▸ Try it
Go to the line containing "Q: Where is a point on each instance of the wooden" in the records below and print it and every following line exactly, on through the line containing "x=230, y=285", then stop.

▸ Input data
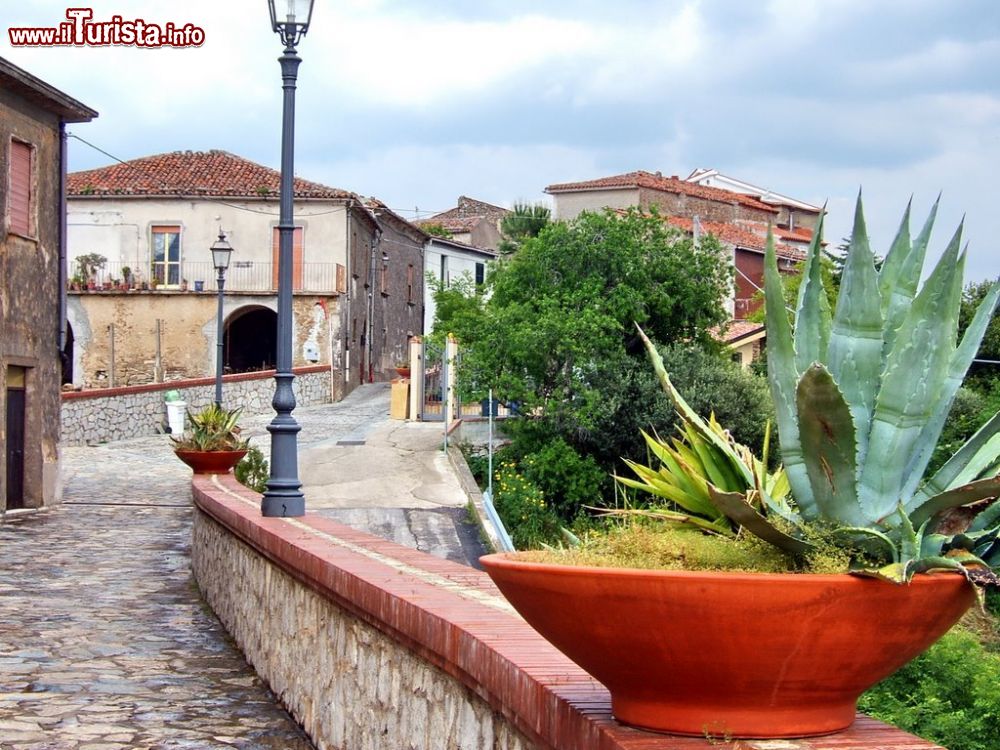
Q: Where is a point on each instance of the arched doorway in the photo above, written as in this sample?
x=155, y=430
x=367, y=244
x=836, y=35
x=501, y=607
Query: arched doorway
x=250, y=340
x=66, y=356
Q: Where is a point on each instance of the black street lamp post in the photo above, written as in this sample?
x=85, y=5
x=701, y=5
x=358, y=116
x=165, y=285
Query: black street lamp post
x=283, y=497
x=221, y=253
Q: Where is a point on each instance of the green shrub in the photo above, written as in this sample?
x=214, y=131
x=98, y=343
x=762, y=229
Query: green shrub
x=521, y=505
x=252, y=471
x=949, y=695
x=969, y=411
x=567, y=480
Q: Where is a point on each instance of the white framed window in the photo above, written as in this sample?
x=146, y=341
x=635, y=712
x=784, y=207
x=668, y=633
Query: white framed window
x=21, y=189
x=166, y=256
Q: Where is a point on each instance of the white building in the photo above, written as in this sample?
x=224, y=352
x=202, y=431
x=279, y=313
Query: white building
x=447, y=261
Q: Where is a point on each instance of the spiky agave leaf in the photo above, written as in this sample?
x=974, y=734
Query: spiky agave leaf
x=906, y=280
x=892, y=265
x=980, y=450
x=684, y=409
x=812, y=316
x=783, y=376
x=829, y=447
x=915, y=372
x=854, y=358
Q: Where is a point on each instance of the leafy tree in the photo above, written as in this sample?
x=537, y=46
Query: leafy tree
x=983, y=376
x=457, y=307
x=830, y=266
x=524, y=221
x=436, y=230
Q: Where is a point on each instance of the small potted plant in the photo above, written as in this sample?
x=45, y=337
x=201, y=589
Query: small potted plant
x=861, y=395
x=212, y=443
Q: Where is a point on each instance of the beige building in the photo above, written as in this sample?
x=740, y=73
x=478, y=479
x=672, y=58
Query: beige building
x=33, y=116
x=143, y=292
x=471, y=222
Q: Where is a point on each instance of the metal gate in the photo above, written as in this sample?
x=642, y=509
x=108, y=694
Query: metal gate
x=435, y=383
x=15, y=448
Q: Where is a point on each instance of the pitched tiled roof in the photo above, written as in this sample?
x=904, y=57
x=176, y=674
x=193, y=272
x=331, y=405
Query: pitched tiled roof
x=465, y=216
x=735, y=330
x=657, y=181
x=748, y=235
x=192, y=173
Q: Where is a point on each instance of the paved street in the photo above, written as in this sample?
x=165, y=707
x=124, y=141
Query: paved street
x=104, y=641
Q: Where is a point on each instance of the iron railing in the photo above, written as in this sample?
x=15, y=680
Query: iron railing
x=242, y=276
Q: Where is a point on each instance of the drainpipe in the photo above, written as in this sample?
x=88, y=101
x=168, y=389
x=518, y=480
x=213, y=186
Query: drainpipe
x=61, y=325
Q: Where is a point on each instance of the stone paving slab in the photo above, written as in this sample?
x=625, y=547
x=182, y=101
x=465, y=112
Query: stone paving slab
x=105, y=643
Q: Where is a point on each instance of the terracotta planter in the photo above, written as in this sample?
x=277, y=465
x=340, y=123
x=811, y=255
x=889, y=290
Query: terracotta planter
x=210, y=462
x=741, y=655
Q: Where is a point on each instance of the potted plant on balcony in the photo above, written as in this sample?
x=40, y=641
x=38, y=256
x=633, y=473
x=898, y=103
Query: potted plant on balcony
x=212, y=442
x=861, y=396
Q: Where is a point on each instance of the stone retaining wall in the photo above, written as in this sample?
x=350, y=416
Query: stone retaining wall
x=99, y=416
x=374, y=646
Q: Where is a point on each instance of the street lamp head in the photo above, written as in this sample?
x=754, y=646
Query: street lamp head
x=290, y=19
x=221, y=252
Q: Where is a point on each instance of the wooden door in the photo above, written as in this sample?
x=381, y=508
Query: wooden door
x=15, y=448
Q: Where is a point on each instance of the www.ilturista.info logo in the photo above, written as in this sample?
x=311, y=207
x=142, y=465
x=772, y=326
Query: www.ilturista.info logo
x=80, y=30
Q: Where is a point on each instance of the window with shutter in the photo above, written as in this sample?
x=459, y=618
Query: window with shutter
x=20, y=200
x=166, y=260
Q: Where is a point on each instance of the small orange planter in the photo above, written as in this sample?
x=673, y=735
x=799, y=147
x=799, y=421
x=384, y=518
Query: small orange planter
x=210, y=462
x=741, y=654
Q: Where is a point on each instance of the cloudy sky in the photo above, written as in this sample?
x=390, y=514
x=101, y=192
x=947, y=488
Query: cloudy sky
x=420, y=101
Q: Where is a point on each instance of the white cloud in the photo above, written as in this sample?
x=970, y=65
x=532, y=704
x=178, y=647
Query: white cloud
x=406, y=60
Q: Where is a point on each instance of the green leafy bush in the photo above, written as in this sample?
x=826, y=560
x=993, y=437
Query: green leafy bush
x=521, y=505
x=949, y=695
x=567, y=480
x=252, y=471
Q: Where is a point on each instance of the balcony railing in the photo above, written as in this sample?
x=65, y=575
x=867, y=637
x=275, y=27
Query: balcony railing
x=242, y=276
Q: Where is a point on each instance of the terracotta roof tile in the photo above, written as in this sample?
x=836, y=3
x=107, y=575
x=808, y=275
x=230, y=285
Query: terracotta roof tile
x=666, y=184
x=749, y=235
x=735, y=330
x=466, y=215
x=192, y=173
x=799, y=234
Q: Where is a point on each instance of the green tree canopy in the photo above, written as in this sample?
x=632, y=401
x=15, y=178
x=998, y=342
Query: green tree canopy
x=559, y=323
x=525, y=220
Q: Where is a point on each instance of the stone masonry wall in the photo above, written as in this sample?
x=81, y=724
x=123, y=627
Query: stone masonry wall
x=350, y=686
x=92, y=417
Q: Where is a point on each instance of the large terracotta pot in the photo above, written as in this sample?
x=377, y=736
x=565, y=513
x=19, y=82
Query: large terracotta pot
x=741, y=655
x=210, y=462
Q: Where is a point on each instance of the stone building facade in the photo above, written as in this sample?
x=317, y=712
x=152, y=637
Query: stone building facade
x=33, y=115
x=471, y=222
x=671, y=195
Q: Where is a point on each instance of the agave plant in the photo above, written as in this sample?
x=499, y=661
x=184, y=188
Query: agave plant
x=212, y=429
x=861, y=394
x=691, y=467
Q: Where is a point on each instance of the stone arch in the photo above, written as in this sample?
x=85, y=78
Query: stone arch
x=66, y=355
x=250, y=340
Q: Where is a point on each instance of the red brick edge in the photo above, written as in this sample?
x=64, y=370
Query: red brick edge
x=494, y=654
x=187, y=383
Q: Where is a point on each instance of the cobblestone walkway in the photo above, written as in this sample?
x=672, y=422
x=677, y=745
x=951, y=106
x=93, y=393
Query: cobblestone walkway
x=104, y=641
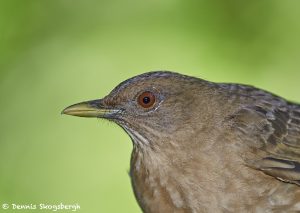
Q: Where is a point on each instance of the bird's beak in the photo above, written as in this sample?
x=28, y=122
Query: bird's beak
x=92, y=108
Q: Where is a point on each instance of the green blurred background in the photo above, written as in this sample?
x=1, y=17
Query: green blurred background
x=56, y=53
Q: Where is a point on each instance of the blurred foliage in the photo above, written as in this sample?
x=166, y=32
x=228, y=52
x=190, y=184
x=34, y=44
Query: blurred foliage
x=55, y=53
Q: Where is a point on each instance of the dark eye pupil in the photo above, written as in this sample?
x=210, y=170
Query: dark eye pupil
x=146, y=100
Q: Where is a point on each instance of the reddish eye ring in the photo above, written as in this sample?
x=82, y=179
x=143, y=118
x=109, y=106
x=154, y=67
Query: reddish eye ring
x=146, y=99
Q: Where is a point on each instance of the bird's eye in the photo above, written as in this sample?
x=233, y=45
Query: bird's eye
x=146, y=99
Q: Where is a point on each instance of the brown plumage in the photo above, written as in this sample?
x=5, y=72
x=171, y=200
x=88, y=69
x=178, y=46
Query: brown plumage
x=205, y=147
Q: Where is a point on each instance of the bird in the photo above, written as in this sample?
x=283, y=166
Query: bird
x=200, y=146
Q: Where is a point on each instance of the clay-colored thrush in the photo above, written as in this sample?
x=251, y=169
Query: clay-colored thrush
x=200, y=146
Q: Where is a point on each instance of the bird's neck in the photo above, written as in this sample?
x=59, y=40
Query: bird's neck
x=164, y=182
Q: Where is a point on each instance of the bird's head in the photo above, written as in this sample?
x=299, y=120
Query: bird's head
x=155, y=106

▸ Written solution
Q: Where is a point on each instance of the wooden door in the photo above, written as in this sample?
x=381, y=508
Query: wooden door
x=15, y=448
Q: Where is a point on each instance of the www.ilturista.info logo in the photo above, written as in this sample?
x=311, y=207
x=142, y=465
x=772, y=326
Query: www.ilturista.info logo
x=80, y=30
Q: Where is a point on each instance of the window with shutter in the photo above, written as in this sample?
x=459, y=618
Query: window with shutter
x=20, y=200
x=166, y=260
Q: Where is a point on each instance of the small orange planter in the photo above, written as in this sample?
x=673, y=735
x=799, y=147
x=799, y=421
x=384, y=518
Query: small orange planter
x=210, y=462
x=741, y=654
Q: Where is a point on each instance of the cloudy sky in the photo above, written as in this sample?
x=390, y=514
x=101, y=192
x=947, y=488
Query: cloudy sky
x=420, y=101
Q: Where is a point on each instance of the white cloud in the photo above, written as in this sample?
x=970, y=65
x=532, y=704
x=178, y=647
Query: white cloud
x=406, y=60
Q: Where is a point on each instance of the green leafy bush in the photo above, written as in this sample?
x=826, y=560
x=993, y=437
Query: green leafy bush
x=521, y=505
x=949, y=695
x=567, y=480
x=252, y=471
Q: Where is a point on each instance of the balcony railing in the photo above, written as in this sample?
x=65, y=575
x=867, y=637
x=275, y=27
Query: balcony railing
x=242, y=276
Q: Where is a point on each instance of the terracotta roof tile in the photo above, written as in this sample?
x=836, y=3
x=107, y=575
x=808, y=275
x=230, y=285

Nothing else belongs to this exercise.